-- begin DATA LINES --

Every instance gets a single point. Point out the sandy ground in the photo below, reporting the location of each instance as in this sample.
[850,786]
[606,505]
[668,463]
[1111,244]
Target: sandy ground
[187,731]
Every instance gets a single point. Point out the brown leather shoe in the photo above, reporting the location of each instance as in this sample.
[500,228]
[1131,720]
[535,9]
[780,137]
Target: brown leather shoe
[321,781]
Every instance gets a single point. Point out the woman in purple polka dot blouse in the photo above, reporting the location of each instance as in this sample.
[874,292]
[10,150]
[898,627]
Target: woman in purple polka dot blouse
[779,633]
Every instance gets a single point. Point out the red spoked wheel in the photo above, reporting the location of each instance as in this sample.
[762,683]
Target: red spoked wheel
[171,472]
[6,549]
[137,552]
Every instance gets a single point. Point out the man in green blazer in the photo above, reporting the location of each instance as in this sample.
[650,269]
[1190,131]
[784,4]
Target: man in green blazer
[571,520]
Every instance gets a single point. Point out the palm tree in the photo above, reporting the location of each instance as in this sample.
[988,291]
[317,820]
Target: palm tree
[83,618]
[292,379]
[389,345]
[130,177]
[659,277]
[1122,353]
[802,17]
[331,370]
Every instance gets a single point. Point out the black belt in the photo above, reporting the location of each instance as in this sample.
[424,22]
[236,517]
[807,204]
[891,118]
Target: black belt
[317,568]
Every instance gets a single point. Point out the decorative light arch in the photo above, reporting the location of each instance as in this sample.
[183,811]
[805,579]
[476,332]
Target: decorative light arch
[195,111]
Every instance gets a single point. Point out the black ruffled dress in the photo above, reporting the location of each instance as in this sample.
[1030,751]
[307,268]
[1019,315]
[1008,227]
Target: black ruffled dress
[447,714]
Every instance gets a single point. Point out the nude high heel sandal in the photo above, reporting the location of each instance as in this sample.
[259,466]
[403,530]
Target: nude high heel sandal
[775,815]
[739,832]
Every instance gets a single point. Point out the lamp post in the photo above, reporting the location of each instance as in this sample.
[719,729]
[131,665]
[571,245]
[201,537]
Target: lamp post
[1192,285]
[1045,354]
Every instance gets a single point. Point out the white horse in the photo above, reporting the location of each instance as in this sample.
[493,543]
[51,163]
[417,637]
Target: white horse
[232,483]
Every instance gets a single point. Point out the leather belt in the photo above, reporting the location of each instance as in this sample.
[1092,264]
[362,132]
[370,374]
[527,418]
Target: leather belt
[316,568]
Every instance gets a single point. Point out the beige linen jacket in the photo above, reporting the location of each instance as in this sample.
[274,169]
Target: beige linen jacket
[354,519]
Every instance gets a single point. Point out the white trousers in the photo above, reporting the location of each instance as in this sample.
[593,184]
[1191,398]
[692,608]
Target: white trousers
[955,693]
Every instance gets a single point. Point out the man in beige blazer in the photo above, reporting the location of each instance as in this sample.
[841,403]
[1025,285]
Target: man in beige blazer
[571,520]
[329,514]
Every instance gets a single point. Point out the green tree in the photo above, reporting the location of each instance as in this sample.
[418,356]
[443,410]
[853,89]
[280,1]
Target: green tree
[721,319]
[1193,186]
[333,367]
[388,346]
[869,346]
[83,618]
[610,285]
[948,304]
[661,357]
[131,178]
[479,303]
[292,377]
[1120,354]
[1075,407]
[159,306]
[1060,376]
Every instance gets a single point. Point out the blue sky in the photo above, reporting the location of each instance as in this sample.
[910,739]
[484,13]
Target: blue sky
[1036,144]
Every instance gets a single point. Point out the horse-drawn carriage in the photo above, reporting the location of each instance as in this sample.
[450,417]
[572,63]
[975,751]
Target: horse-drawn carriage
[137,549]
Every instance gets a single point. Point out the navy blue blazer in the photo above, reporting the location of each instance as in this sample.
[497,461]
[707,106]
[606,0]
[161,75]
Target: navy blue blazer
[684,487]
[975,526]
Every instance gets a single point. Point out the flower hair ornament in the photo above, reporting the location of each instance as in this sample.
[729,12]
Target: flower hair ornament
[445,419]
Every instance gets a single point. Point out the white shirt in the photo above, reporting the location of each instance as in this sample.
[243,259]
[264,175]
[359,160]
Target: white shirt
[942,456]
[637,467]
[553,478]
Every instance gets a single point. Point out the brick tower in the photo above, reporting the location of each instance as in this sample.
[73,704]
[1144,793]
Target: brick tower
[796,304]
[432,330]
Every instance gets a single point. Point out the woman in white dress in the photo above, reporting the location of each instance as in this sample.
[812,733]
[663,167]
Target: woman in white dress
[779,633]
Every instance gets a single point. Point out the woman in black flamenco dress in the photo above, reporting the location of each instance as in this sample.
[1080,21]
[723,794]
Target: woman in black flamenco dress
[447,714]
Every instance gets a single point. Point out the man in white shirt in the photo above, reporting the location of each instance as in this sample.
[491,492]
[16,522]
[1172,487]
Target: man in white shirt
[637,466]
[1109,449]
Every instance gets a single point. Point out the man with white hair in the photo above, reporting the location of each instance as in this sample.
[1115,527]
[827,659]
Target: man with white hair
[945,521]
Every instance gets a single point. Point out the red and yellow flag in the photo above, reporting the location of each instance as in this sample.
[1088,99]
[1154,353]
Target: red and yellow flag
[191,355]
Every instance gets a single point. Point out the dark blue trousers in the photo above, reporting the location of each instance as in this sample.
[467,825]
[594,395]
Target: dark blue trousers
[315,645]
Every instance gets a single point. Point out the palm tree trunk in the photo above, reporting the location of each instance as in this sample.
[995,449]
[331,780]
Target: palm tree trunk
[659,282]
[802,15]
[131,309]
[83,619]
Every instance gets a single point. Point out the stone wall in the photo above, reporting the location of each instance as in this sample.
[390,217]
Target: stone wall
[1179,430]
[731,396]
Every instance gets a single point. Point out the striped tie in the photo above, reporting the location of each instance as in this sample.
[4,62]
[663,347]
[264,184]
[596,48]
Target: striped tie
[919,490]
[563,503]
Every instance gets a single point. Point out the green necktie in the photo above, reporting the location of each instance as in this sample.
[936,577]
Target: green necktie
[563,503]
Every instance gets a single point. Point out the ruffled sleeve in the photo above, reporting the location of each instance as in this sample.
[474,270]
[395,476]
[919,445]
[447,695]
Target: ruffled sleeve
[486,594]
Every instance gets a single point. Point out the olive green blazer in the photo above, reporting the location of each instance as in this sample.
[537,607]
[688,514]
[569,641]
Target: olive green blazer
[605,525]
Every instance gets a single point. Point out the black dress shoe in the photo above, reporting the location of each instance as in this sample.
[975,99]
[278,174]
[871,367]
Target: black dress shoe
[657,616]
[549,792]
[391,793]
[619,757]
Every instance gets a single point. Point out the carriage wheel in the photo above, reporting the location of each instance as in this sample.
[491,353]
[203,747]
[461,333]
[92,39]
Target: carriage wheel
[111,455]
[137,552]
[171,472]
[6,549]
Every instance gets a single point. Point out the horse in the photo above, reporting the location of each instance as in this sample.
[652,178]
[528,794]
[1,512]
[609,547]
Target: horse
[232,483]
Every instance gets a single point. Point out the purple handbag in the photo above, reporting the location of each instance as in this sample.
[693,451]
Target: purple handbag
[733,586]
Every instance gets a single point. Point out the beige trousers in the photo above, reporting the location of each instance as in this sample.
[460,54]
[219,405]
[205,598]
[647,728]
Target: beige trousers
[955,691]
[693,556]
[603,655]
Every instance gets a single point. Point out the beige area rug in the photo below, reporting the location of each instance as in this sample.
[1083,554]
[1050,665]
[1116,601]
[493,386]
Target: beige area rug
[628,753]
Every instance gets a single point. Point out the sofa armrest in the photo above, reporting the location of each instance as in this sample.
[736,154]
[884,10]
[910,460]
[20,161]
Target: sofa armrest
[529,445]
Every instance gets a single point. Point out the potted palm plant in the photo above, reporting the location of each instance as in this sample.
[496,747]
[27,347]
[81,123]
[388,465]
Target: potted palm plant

-- end DATA LINES --

GIVEN PROBLEM: Copy out the entire listing above line for line, with no changes.

FINISHED ANSWER:
Every instance gets a single point. Point out the sandy ground in the photo below, reporting the location of each instance as in this sample.
[850,786]
[606,505]
[668,463]
[1111,244]
Target: sandy ground
[187,731]
Every instance gets a single point. Point out the brown leather shoe in the photo above, reporting the location of each instance as in this sample.
[500,228]
[1131,720]
[535,9]
[780,137]
Target: brown leather shoe
[321,781]
Every instance gets a single point. Point out the woman in purple polka dot blouse in the photo above, reporting the location of each instance as in this sample.
[874,292]
[10,150]
[898,627]
Target: woman in purple polka dot blouse
[779,633]
Every instance gets a single point. Point out the red spoked wheel in the photo above, reporting the location of each instance as in this sample.
[762,683]
Target: red spoked wheel
[171,472]
[6,549]
[137,552]
Every instance gets a single point. Point out the man in green blazer in the photo above, reporting the location of each instance as in this sample.
[650,269]
[1190,131]
[784,4]
Target: man in green blazer
[571,520]
Every instance gets a single point. Point out the palm tree in the photo above, reporting the location of each instance as in this sample.
[988,291]
[317,820]
Target: palm tree
[83,618]
[292,379]
[389,345]
[130,177]
[659,277]
[1122,353]
[802,17]
[331,370]
Every instance gets a single point. Point out the black belt in the photo above, reporting the location of each instance as in this sample.
[424,22]
[236,517]
[807,204]
[891,118]
Target: black belt
[317,568]
Every instance gets a single point. Point out the decorative light arch in the photo above, reporting the location of each instance as in this sample.
[183,811]
[805,579]
[476,332]
Target: decorative light arch
[195,111]
Every instance gets a single point. Point out the black ruffled dress in the photo above, reporting the location of each instance as in this sample.
[1030,751]
[307,268]
[1019,315]
[1008,227]
Target: black ruffled dress
[447,714]
Every instance gets a single point. Point out the nude high heel sandal in the photo above, reporting the location of each instance as in this sample.
[259,466]
[403,530]
Target: nude high heel sandal
[775,815]
[739,832]
Every instance gets a single point. Point out the lamp post in the photo above, reporting the location of each instance as in this sample.
[719,729]
[131,665]
[571,245]
[201,537]
Target: lamp post
[1192,285]
[1045,354]
Every instance gets a single point. Point out the white horse in the photo above, reporting the location of each instance as in this sample.
[493,543]
[51,163]
[417,637]
Target: white horse
[232,483]
Every instance gets a single point. Point out the leather belt in the photo above, reporting the location of each instance as in this sample.
[1092,264]
[362,132]
[370,374]
[527,418]
Target: leather belt
[316,568]
Every instance gets a single point. Point out the beige linen jacket in the photo above, reporting the location of each instance as in this sample.
[274,169]
Target: beige linen jacket
[354,519]
Every instance gets a single point. Point out the white trousers in the photo above, reporting the location of each instance as in this sample.
[593,184]
[1191,398]
[692,608]
Target: white trousers
[955,693]
Every instance gets a single point. Point out the man in beige blazer in the photo above, reporting the location of each instance as in this sample.
[841,403]
[1025,285]
Target: man in beige blazer
[571,520]
[329,514]
Every instance gets a single point. Point out the green tree in the photo above, reporting the location of each instance as in this sample.
[418,356]
[443,410]
[853,89]
[280,1]
Target: green tree
[721,319]
[1193,186]
[333,367]
[388,346]
[869,346]
[83,618]
[610,285]
[948,304]
[661,357]
[131,178]
[479,303]
[292,377]
[1120,354]
[1075,407]
[159,306]
[1060,376]
Every instance gets a single point. Point out the blue sky in the photo above, reporting the location of each instance as in this sample.
[910,739]
[484,13]
Target: blue sky
[1036,144]
Every instance gets a single point. Point out the horse-drawn carriage in the photo above, reporting the location of each instance as in this sample.
[450,417]
[572,63]
[975,751]
Target: horse-drawn carriage
[137,549]
Every instance gets a single point. Point out the navy blue blazer in the photo above, reporting the location of each instance as in this sample.
[497,461]
[707,106]
[606,0]
[161,75]
Target: navy blue blazer
[684,487]
[975,526]
Every instance gets a single point. Point out the flower hair ornament in the photo above, reporting the location of each instance as in this sample.
[729,12]
Target: flower hair ornament
[445,419]
Every instance gets a single point. Point out the white shirt in the photo above, reporting the location of each instance as in this sample.
[243,259]
[264,175]
[359,160]
Target: white shirt
[942,456]
[637,467]
[553,478]
Every instance gets a single point. Point out the brick tower in the photo above, reporting the location of each instance as in this sample.
[73,704]
[1144,793]
Target: brick tower
[796,304]
[432,330]
Every instance gets a single point. Point out the woman in white dress in the photo above, reporting the location of each instance as in this sample.
[812,733]
[663,167]
Target: woman in white dress
[779,633]
Every instance gets a single point. Point out the woman in black flamenco dress in the photo above, reporting the location of each instance as in this sample.
[1080,21]
[723,794]
Target: woman in black flamenco dress
[447,714]
Every instance gets a single point. Point out the man in white shirt in the photo above, reporting the location of each instance as in this sample.
[491,492]
[16,522]
[1172,487]
Target: man in white shirt
[637,466]
[1109,449]
Every instance gets a single point. Point out the man with white hair in the photo above, reporting the location of each instance as in this sample.
[1115,527]
[827,659]
Target: man with white hair
[945,521]
Every instance gets a single point. Point out the red and yellow flag in the photo above, reporting the location of each instance as in this sample.
[1088,99]
[1154,353]
Target: red and yellow flag
[191,355]
Every instance gets a single point. Point out the dark blue trousers in the photo above, reporting the location of each instance as in this sample.
[467,825]
[594,395]
Target: dark blue trousers
[315,645]
Every instance gets a single point. Point out the palm tree trunk in the photo above, reporting the location of each instance as in this sample.
[995,449]
[331,780]
Target: palm tree trunk
[659,282]
[802,15]
[131,309]
[83,619]
Every instance gets a single point. Point out the stone wall in the photo above, reporting the location of each instance as in this sample.
[390,217]
Target: stone wall
[1179,430]
[731,396]
Every instance gets a single point. Point out the striped tie in the photo above, reporting the location of each instance as in this sample.
[4,62]
[663,347]
[264,184]
[596,48]
Target: striped tie
[919,490]
[563,503]
Every instance gets a single point. Point out the green necktie in the photo above, reporting the location of each instance as in this sample.
[936,577]
Target: green necktie
[563,503]
Every instance gets a single point. Point out the ruffled sleeve in the photo above, reporting the location of each instance as in this sample.
[474,270]
[395,476]
[919,445]
[447,695]
Target: ruffled sleeve
[486,594]
Every instance gets a single point. Point out the olive green blazer in the photo above, reporting the location of each instance as in this sample.
[537,607]
[688,514]
[569,641]
Target: olive green blazer
[605,525]
Every instance gets a single point. Point out the black dress shoe in the photo above, reporting the location of each instance as in this sample.
[975,99]
[278,174]
[871,367]
Target: black dress shoe
[657,616]
[549,792]
[391,793]
[619,757]
Every instance gets a single point. Point out the carriage wheel in the photo above, reporting the location of each instance as in this sample.
[491,353]
[203,747]
[461,333]
[92,39]
Target: carriage wheel
[111,455]
[137,552]
[171,472]
[6,549]
Every instance gets a single point. Point out the horse in the photo above, reporting the location of each instance as in this sample.
[652,178]
[528,794]
[1,512]
[609,547]
Target: horse
[232,483]
Every instance gets a single point. Point out the purple handbag in the photo above, reporting the location of each instance as in this sample.
[693,451]
Target: purple handbag
[733,586]
Every instance gets a single point. Point out the beige trousers in the photo above, reporting the location of each instance as in this sample.
[460,54]
[219,405]
[205,598]
[647,728]
Target: beige trousers
[955,691]
[693,556]
[603,655]
Every instance gets a single point. Point out the beige area rug in the photo below, reporting the location of each instance as in this sample.
[1083,554]
[1050,665]
[1116,601]
[493,386]
Target: beige area rug
[628,753]
Every instance gets a single point. Point out the sofa armrest in the photo above, reporting the location of each instance as in this sample.
[736,154]
[884,10]
[910,460]
[20,161]
Target: sofa armrest
[529,445]
Every instance gets a single point. Point out the potted palm plant in the photo above, reporting the location of each instance as in this sample.
[496,747]
[27,347]
[81,123]
[388,465]
Target: potted palm plant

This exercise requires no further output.